Problem details:
Set down each entry exactly; omit images.
==== Records supplied
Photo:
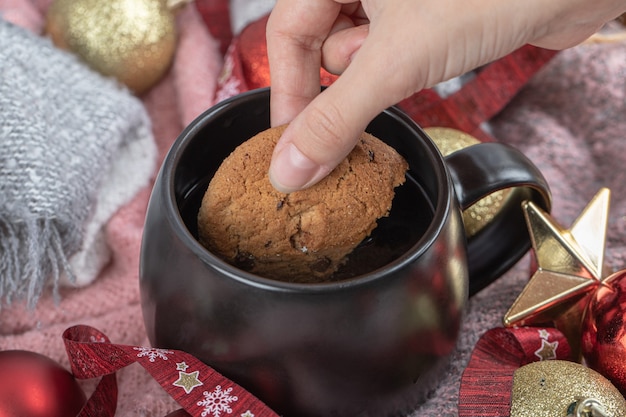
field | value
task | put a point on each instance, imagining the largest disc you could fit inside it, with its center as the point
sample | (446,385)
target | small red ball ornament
(604,330)
(33,385)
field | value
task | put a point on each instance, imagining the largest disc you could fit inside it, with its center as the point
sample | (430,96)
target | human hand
(386,50)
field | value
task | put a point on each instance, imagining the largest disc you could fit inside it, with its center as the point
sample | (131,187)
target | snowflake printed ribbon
(199,389)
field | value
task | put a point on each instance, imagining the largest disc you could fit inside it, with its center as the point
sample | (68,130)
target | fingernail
(291,170)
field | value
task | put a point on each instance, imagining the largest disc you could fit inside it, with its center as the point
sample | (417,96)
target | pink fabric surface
(111,303)
(570,120)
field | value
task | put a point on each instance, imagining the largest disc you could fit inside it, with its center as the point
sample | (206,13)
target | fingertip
(291,170)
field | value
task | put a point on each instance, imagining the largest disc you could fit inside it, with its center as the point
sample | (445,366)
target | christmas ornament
(33,385)
(570,267)
(487,382)
(483,96)
(604,330)
(477,216)
(563,388)
(131,40)
(199,389)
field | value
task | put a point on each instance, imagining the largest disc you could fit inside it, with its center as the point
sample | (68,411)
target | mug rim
(441,207)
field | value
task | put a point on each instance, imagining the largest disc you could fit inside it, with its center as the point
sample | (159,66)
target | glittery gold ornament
(570,269)
(131,40)
(478,215)
(563,388)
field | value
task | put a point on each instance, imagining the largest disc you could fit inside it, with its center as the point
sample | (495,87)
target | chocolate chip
(244,260)
(320,265)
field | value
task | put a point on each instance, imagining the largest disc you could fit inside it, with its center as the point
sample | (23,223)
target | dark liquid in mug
(411,214)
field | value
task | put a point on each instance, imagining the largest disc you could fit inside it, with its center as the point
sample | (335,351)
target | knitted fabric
(65,132)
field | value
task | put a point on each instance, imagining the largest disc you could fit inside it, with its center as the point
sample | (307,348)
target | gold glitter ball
(131,40)
(556,388)
(477,216)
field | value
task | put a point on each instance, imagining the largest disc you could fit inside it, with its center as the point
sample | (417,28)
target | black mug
(369,344)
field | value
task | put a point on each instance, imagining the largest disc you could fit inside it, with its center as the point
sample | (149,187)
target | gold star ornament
(187,381)
(570,266)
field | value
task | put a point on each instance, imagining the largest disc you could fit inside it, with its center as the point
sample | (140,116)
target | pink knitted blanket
(570,120)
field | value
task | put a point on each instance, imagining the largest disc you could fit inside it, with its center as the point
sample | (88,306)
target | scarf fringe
(39,242)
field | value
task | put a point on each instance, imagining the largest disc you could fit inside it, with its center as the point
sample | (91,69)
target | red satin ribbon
(200,390)
(487,382)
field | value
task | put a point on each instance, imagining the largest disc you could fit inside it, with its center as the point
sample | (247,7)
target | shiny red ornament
(604,330)
(33,385)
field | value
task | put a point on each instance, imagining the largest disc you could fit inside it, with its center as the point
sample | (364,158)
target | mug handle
(479,170)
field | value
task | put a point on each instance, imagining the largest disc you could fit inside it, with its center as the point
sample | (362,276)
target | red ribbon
(487,382)
(200,390)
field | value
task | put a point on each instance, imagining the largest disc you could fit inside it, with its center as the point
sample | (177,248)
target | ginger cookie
(302,236)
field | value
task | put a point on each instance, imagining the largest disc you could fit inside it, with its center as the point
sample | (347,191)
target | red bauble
(33,385)
(604,330)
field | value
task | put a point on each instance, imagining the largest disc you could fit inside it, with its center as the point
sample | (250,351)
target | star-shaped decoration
(570,266)
(188,381)
(547,350)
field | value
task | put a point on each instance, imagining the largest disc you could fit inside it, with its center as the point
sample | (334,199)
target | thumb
(322,135)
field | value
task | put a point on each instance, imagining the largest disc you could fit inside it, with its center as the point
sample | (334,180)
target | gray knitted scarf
(63,131)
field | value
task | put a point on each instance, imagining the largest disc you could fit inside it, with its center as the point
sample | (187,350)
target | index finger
(296,31)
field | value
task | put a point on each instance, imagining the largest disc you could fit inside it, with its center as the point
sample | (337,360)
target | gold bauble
(558,388)
(478,215)
(131,40)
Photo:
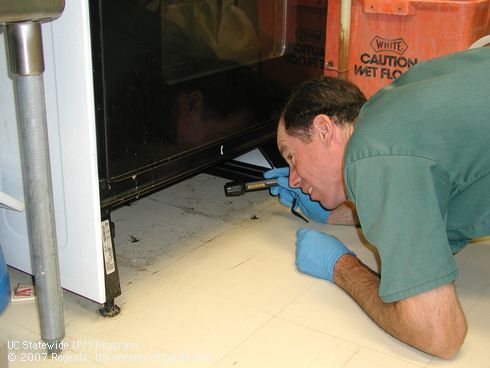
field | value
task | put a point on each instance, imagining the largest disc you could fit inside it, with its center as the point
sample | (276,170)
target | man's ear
(323,126)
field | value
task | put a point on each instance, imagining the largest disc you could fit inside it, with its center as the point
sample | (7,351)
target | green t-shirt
(418,169)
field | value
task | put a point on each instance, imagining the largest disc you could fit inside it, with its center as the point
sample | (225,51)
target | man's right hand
(311,209)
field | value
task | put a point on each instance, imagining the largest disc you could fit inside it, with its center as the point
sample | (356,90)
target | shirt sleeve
(402,205)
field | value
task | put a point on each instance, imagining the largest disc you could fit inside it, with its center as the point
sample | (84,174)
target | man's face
(316,166)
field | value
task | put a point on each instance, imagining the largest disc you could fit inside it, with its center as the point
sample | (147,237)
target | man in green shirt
(415,162)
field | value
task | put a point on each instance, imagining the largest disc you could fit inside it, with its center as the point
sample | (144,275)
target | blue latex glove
(311,209)
(317,253)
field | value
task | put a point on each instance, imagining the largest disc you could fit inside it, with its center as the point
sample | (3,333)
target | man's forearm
(416,321)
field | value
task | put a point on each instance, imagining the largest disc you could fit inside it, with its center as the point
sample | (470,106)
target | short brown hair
(337,98)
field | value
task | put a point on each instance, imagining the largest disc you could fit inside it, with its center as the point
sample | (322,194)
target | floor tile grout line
(356,343)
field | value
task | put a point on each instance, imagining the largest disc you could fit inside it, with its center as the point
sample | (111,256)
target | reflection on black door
(183,84)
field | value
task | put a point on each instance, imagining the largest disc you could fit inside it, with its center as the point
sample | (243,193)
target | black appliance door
========
Solution:
Photo:
field | value
task | put a point on each instance, imagining the largest disc you could fit inside it, with its center as the point
sample | (446,385)
target | small red ball ornament
(604,330)
(33,385)
field | value
task | put a point on each instance, imagining the largest disc you could fit inside it, with its center as the point
sample | (430,96)
target | human hand
(386,50)
field | value
task | put a point on each instance, imagining the largest disc you could fit inside it, with its center as the point
sample | (131,187)
target | snowflake printed ribbon
(199,389)
field | value
task | put a point on each instance, imagining the largest disc you could fit inside it, with its center as the point
sample | (68,130)
target | fingernail
(291,170)
field | value
task | put a point on each instance, imagining the largest disc you could fit inside it, with its center as the point
sample | (417,96)
target | pink fabric surface
(111,303)
(570,120)
field | value
task | put a point on each instance, imagining the largest disc you could fit inside it, with its center as the point
sample | (206,13)
target | fingertip
(291,170)
field | value
task | put a point on each instance, imagining the largest disc you could fit inside it, with its center as the point
sample | (445,366)
target | christmas ornament
(33,385)
(570,267)
(487,382)
(483,96)
(604,330)
(477,216)
(563,388)
(131,40)
(199,389)
field | value
task | put a point on each instance, imagining the largest disc you could fit inside it, with its center as the point
sample | (68,411)
target | mug rim
(441,207)
field | value
task | put a point on each instance, imagining the largest disc you could fit inside it, with its center as the point
sample | (159,66)
target | glittery gold ornament
(570,269)
(131,40)
(478,215)
(563,388)
field | value
task | put a point on each instance, imagining the largest disc you could fit inside it, with its center as the point
sample | (495,87)
target | chocolate chip
(244,260)
(320,265)
field | value
task | put a point on each instance, imagining the largest disc you could fit inside it, with its center as the point
sample | (23,223)
target | dark liquid in mug
(411,214)
field | value
task | put a point on each instance, imagining the largest disc you could fit inside it, with its center as the point
sample | (335,351)
target | knitted fabric
(65,132)
field | value
task | put a point on each instance, imagining the largest disc you could fit inside it, with its center as the point
sample | (307,348)
target | gold glitter ball
(131,40)
(556,388)
(477,216)
field | value
task | put a point on each instance, imagining the largest disc you could fit inside it, with its center as the point
sample | (417,28)
target | black mug
(369,344)
field | value
task | put a point on each instance, imagining the largest disc you could fit inside it, with its center as the point
sample | (149,187)
target | gold star ornament
(187,381)
(570,266)
field | value
task | put a point on each instance, imagining the largest disc you could fit inside it, with its center as the point
sample | (140,116)
target | pink knitted blanket
(570,120)
field | value
task | put a point on each instance, imagining the largest disc you could fit inside it, with its center as the point
sample | (88,306)
target | scarf fringe
(39,242)
field | value
task | put a point on each instance, imagining the largest disc you could fit inside it, with its center as the point
sample | (91,69)
target | red satin ribbon
(200,390)
(487,382)
field | value
task | put a point on each instance, imagining the largest disc you could fit inside it, with its center as the point
sample | (247,7)
target | shiny red ornament
(604,330)
(33,385)
field | value
task | put a point on each instance, imagining the largest disc you could fit inside it, with its center as the point
sample | (364,158)
target | mug handle
(479,170)
field | value
task | put a point on each instance, imagining the largest disc you could fit inside it, with its center as the point
sample | (362,276)
target | red ribbon
(487,382)
(200,390)
field | value
task | put a point on each instance, imagining the largest disc you could fit inside it, with its center as the point
sample | (177,248)
target | ginger cookie
(302,236)
field | value
task | put a point on each instance, imagining the largest disc you could fit inside it, with its center as the point
sample | (347,191)
target | red bauble
(33,385)
(604,330)
field | value
task | put a point on each instance, imagining the largest disc you could fit inside it, with its center as the point
sample | (250,351)
target | star-shaped decoration
(570,266)
(188,381)
(547,350)
field | value
task | put a point on each instance, imagining the largest disc you could fit inside it, with its center as the point
sample | (334,199)
target | thumb
(322,135)
field | value
task | put a point on each instance, imagining the largest disc you could fit inside it, with its center as the point
sample | (334,180)
target | gray knitted scarf
(63,131)
field | value
task | put a point on each instance, imagining the largest disc you could fit inside it, with its center as the point
sample | (187,350)
target | index finger
(296,31)
field | value
task | put a point on each instance, imagining the largest disc you could fit inside it, with its center as the point
sample | (337,360)
target | gold bauble
(558,388)
(478,215)
(131,40)
Photo:
field | value
task | put a point on each instance, imagining the largest disc you could fit inside it, with its center as the point
sample | (276,170)
target | man's ear
(323,126)
field | value
task | put a point on each instance, imagining the largest disc you could fit inside it, with its center as the point
sample | (7,351)
target | green t-shirt
(418,169)
field | value
task | put a point on each instance, imagining the largest disc you could fit inside it, with its center as the point
sample | (225,51)
target | man's right hand
(311,209)
field | value
task | put a point on each instance, imagining the largest disc you could fit inside it, with its center as the point
sample | (356,90)
target | shirt sleeve
(402,205)
field | value
task | put a point on each instance, imagining the largest disc you could fit inside it, with its center as the point
sample | (84,174)
target | man's face
(316,166)
field | value
task | put a point on each instance, imagining the largest disc you could fit inside it, with its center as the point
sample | (147,237)
target | man in green shirt
(415,162)
field | value
task | put a point on each instance, imagining the largest disc you could fit inside it, with its center as the point
sample | (144,275)
target | blue latex glove
(311,209)
(317,253)
field | value
task | put a point on each instance, imagining the largest disc you could fit inside it, with its center as the point
sample | (3,333)
target | man's forearm
(416,321)
field | value
task | put a point on each instance, imagining the largest disc you could fit inside it, with its center as the point
sample | (470,106)
target | short brown hair
(337,98)
field | value
task | put a point on each instance, imagining the largest disc you could fit inside it, with its center as the point
sample | (322,194)
target | floor tile grout line
(356,343)
field | value
task | put a point on each instance, imagining the largest disc you could fit inside it, with its center as the point
sample | (111,256)
target | reflection on black door
(183,84)
field | value
task | put a point on each instance, imagining the largest disc you could fit inside it, with its center as the point
sample | (243,193)
target | black appliance door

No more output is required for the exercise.